Written problem:
Without skipping anything, write out each record below exactly.

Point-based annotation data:
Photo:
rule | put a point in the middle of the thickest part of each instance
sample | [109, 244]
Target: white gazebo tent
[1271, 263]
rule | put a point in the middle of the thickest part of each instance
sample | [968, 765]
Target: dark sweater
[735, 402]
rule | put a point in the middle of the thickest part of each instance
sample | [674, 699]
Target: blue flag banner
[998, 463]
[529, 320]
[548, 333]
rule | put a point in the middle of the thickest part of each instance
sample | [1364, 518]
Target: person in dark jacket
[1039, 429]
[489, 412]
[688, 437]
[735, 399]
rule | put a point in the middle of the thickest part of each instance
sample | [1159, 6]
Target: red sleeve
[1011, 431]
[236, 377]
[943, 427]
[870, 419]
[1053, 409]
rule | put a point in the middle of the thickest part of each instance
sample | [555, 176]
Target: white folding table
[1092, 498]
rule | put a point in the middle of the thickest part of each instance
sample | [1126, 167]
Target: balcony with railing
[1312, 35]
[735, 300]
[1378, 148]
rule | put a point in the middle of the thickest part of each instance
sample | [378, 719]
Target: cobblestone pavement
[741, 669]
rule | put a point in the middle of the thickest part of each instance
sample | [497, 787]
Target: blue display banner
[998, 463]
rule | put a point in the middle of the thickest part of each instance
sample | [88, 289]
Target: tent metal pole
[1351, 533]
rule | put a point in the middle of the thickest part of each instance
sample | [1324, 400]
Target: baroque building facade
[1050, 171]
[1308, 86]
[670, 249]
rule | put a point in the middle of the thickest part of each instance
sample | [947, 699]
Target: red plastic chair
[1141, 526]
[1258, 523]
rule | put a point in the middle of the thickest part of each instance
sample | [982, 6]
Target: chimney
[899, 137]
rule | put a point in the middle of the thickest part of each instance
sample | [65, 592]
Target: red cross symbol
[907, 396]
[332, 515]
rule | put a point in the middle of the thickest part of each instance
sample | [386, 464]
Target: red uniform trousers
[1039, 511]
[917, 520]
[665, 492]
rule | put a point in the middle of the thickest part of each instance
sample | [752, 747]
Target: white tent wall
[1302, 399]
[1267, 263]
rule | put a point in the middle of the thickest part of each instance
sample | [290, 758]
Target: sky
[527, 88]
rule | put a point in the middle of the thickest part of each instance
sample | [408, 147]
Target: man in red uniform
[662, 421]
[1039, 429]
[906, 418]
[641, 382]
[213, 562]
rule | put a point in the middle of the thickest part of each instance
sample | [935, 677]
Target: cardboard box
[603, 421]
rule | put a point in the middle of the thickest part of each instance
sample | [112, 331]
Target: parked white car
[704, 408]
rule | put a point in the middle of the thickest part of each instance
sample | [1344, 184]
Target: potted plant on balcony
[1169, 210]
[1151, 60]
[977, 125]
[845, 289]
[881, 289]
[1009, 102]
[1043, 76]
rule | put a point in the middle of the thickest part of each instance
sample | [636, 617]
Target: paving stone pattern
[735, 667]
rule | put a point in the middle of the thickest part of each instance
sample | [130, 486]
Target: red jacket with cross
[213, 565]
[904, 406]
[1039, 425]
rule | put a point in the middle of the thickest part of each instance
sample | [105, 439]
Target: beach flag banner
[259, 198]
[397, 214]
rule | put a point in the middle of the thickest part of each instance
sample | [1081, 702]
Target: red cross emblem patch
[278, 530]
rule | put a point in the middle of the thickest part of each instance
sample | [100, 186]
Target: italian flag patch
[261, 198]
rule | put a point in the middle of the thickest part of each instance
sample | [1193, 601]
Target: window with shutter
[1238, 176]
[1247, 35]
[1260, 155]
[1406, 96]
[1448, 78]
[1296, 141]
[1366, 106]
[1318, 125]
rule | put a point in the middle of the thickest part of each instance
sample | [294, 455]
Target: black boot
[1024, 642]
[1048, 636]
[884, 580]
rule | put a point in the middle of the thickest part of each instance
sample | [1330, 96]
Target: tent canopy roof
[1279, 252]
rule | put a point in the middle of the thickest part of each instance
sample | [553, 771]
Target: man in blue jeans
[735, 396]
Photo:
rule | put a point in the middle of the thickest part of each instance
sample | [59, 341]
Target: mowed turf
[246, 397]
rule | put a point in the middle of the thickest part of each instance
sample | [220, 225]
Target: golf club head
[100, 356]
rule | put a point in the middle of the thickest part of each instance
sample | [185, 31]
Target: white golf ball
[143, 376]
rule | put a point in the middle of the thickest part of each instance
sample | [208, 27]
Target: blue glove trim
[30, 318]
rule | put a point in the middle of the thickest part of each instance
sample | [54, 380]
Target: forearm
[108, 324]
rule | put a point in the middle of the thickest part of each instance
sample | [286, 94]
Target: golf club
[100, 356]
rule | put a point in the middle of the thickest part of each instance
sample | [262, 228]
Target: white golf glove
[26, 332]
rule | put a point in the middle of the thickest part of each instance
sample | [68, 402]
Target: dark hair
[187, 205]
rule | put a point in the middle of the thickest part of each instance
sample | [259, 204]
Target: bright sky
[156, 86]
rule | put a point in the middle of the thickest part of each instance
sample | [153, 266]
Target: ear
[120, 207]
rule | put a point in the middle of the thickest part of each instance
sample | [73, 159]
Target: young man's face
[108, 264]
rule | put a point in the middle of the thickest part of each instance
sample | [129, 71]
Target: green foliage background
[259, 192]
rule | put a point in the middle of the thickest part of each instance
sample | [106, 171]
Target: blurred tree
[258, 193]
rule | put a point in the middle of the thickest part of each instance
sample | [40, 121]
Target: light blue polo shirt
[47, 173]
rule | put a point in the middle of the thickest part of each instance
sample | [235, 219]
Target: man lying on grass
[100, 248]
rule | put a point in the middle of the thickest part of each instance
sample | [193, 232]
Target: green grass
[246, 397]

The answer:
Photo:
rule | put a point in the middle of the thickest part of each instance
sample | [109, 244]
Target: white gazebo tent
[1271, 263]
rule | put a point in the middle of the thickest part of each instance
sample | [968, 765]
Target: dark sweater
[735, 402]
rule | put a point in the middle of the thickest part of each instance
sample | [674, 699]
Target: blue flag banner
[998, 463]
[529, 320]
[548, 333]
rule | put a point in the middle of the thickest part of each instance
sample | [1364, 518]
Target: person in dark jacket
[1039, 429]
[489, 412]
[688, 437]
[735, 399]
rule | put a point in the middle of the thickest part of each instance
sample | [1159, 6]
Target: red sleeve
[1011, 431]
[236, 377]
[943, 427]
[870, 419]
[1053, 409]
rule | put a point in the middle of the thickest part of each instance
sample | [555, 176]
Target: white folding table
[1092, 498]
rule | put a point in the middle of the thickest part of each instance
sample | [1126, 167]
Target: balcony with railing
[1312, 35]
[735, 300]
[1378, 148]
rule | put a point in the middle of the thickest part of each instance
sample | [378, 719]
Target: cobblestone pavement
[741, 669]
rule | put a point in the middle of the thickest part of each instance
sample | [497, 787]
Target: blue display banner
[998, 463]
rule | put a point in the middle of the thickest part of each instance
sample | [88, 289]
Target: tent metal pole
[1351, 533]
rule | put a point in the middle of the thickest part of each instance
sample | [1324, 400]
Target: baroque building facade
[1050, 171]
[1308, 86]
[670, 249]
rule | put a point in the middle of the thickest part of each instance
sample | [947, 699]
Target: red plastic chair
[1141, 526]
[1258, 523]
rule | put a point in the middle of the thickest part of each instance
sample | [982, 6]
Target: chimney
[899, 137]
rule | put a point in the middle of the thickest part of each instance
sample | [65, 592]
Target: red cross symbol
[907, 396]
[332, 515]
rule | put a point in the middle of the thickest part of each instance
sample | [386, 464]
Target: red uniform trousers
[1039, 511]
[917, 520]
[665, 492]
rule | put a point in the middle of the thickest part of each instance
sample | [752, 747]
Target: white tent wall
[1302, 399]
[1267, 263]
rule | put a point in the middle of the thickest part of each instance
sample | [290, 758]
Target: sky
[527, 88]
rule | put a point in the middle of the thickest part of each instance
sample | [408, 147]
Target: man in red uniform
[662, 421]
[1039, 429]
[906, 418]
[641, 382]
[213, 562]
rule | put a point in the middle of the thickest part of each instance
sample | [935, 677]
Target: cardboard box
[603, 421]
rule | put a point in the middle of the thickest part of each instance
sample | [112, 331]
Target: parked white car
[704, 408]
rule | put a point in the middle of the thickest part of each instance
sample | [1344, 184]
Target: potted plant on balcony
[1169, 210]
[1151, 60]
[977, 125]
[845, 289]
[881, 289]
[1009, 102]
[1043, 76]
rule | put a point in the middle of the thickest part of each instance
sample | [636, 617]
Target: paving stone pattern
[735, 667]
rule | put a point in the middle of the thickest part of each instance
sample | [130, 486]
Target: red jacket with cross
[213, 565]
[904, 406]
[1039, 425]
rule | put a point in the middle of the thickest part of each instance
sample | [105, 439]
Target: beach flag banner
[259, 198]
[397, 214]
rule | put a point in the middle of the thickest part of each instance
sample | [1081, 702]
Target: red cross emblem patch
[278, 530]
rule | put a point in the middle of the thickest part of each instance
sample | [100, 186]
Target: italian flag patch
[261, 198]
rule | put a point in the middle of the thickest part of each instance
sample | [1193, 601]
Target: window with shutter
[1238, 176]
[1247, 35]
[1260, 155]
[1406, 96]
[1448, 78]
[1296, 141]
[1366, 106]
[1318, 125]
rule | put a point in the middle of the thickest part of each instance
sample | [294, 455]
Target: black boot
[1024, 642]
[1048, 636]
[884, 580]
rule | put a point in the middle of the thickest part of each instance
sample | [1330, 96]
Target: tent canopy roof
[1279, 252]
rule | put a point in the middle of the thickest part of each instance
sample | [553, 771]
Target: man in blue jeans
[735, 396]
Photo:
rule | put a point in the middle of the thickest part of each instance
sample | [59, 341]
Target: mowed turf
[246, 397]
rule | put a point in the middle of the thickest part of each instance
sample | [220, 225]
Target: golf club head
[100, 356]
rule | put a point in the middle of the thickest part of each instance
sample | [185, 31]
Target: white golf ball
[143, 376]
rule | put a point in the middle of the thickest part of each instance
sample | [208, 27]
Target: blue glove trim
[30, 318]
rule | put a point in the middle of the thickest part of each instance
sample | [54, 380]
Target: forearm
[108, 324]
rule | put a point in the middle of the thickest part of each instance
sample | [286, 94]
Target: golf club
[100, 356]
rule | put a point in the middle of the thickest part of each instance
sample | [262, 228]
Target: white golf glove
[26, 332]
rule | put a point in the middle of the thickest part of each instance
sample | [68, 402]
Target: dark hair
[187, 205]
rule | put a point in the middle of the thickest part of each instance
sample | [259, 204]
Target: bright sky
[156, 86]
rule | put a point in the middle of the thickest part of each instance
sample | [153, 266]
Target: ear
[120, 207]
rule | put a point in the middle of the thickest part of each instance
sample | [73, 159]
Target: young man's face
[108, 264]
rule | put a point in the middle of the thickest part of each instance
sample | [129, 71]
Target: green foliage background
[259, 192]
rule | put a point in the middle of the thickest part of each instance
sample | [106, 171]
Target: blurred tree
[258, 193]
rule | put a point in the middle of the thickest part of each instance
sample | [40, 121]
Target: light blue polo shirt
[47, 173]
rule | put a point in the middle of the thickest part of each instance
sample | [235, 219]
Target: man lying on grass
[100, 248]
rule | put a point in the middle of the thickest part of each instance
sample | [193, 232]
Target: green grass
[246, 397]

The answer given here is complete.